#### DATA FOR THIS TASK:
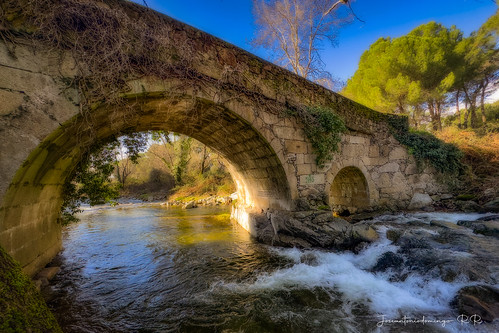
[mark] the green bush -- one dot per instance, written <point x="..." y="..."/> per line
<point x="323" y="128"/>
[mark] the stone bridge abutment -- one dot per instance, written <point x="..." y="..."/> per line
<point x="231" y="101"/>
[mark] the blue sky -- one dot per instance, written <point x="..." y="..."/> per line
<point x="232" y="21"/>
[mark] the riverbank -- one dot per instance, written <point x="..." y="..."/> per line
<point x="419" y="264"/>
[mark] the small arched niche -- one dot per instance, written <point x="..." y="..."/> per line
<point x="349" y="192"/>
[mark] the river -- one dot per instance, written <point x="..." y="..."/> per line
<point x="145" y="268"/>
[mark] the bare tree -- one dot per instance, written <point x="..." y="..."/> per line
<point x="295" y="31"/>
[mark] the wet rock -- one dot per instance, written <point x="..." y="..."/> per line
<point x="303" y="215"/>
<point x="420" y="200"/>
<point x="323" y="230"/>
<point x="309" y="259"/>
<point x="364" y="233"/>
<point x="478" y="300"/>
<point x="363" y="217"/>
<point x="446" y="196"/>
<point x="189" y="205"/>
<point x="290" y="241"/>
<point x="490" y="228"/>
<point x="393" y="234"/>
<point x="484" y="227"/>
<point x="489" y="218"/>
<point x="492" y="206"/>
<point x="302" y="204"/>
<point x="325" y="218"/>
<point x="388" y="260"/>
<point x="445" y="224"/>
<point x="467" y="206"/>
<point x="48" y="273"/>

#### EXERCISE GOAL:
None of the pictures should appear, though every line of the data above must be reproduced exactly.

#### ANSWER SECTION:
[mark] the green bush -- one dot per instance, written <point x="..." y="..."/> per line
<point x="323" y="128"/>
[mark] the stone bridge abutment -- one dot per instance, written <point x="..." y="..."/> per line
<point x="231" y="101"/>
[mark] the blue sky -- one dot per instance, written <point x="..." y="..."/> per line
<point x="232" y="21"/>
[mark] the riverbank -- one dot per instance, written <point x="..." y="..."/> per line
<point x="419" y="264"/>
[mark] the small arched niche -- one dot per instance, written <point x="..." y="..."/> per line
<point x="349" y="192"/>
[mark] the river -- one dot per instance, written <point x="..." y="..."/> per line
<point x="145" y="268"/>
[mark] the bare tree -- one dot per instance, written <point x="..." y="..."/> per line
<point x="295" y="31"/>
[mark] the wet rock -- one dot per instance, written <point x="..." y="..."/> per line
<point x="303" y="215"/>
<point x="420" y="200"/>
<point x="323" y="230"/>
<point x="309" y="259"/>
<point x="364" y="233"/>
<point x="478" y="300"/>
<point x="363" y="217"/>
<point x="446" y="196"/>
<point x="189" y="205"/>
<point x="290" y="241"/>
<point x="490" y="228"/>
<point x="393" y="234"/>
<point x="484" y="227"/>
<point x="489" y="218"/>
<point x="492" y="206"/>
<point x="302" y="204"/>
<point x="325" y="218"/>
<point x="388" y="260"/>
<point x="445" y="224"/>
<point x="467" y="206"/>
<point x="48" y="273"/>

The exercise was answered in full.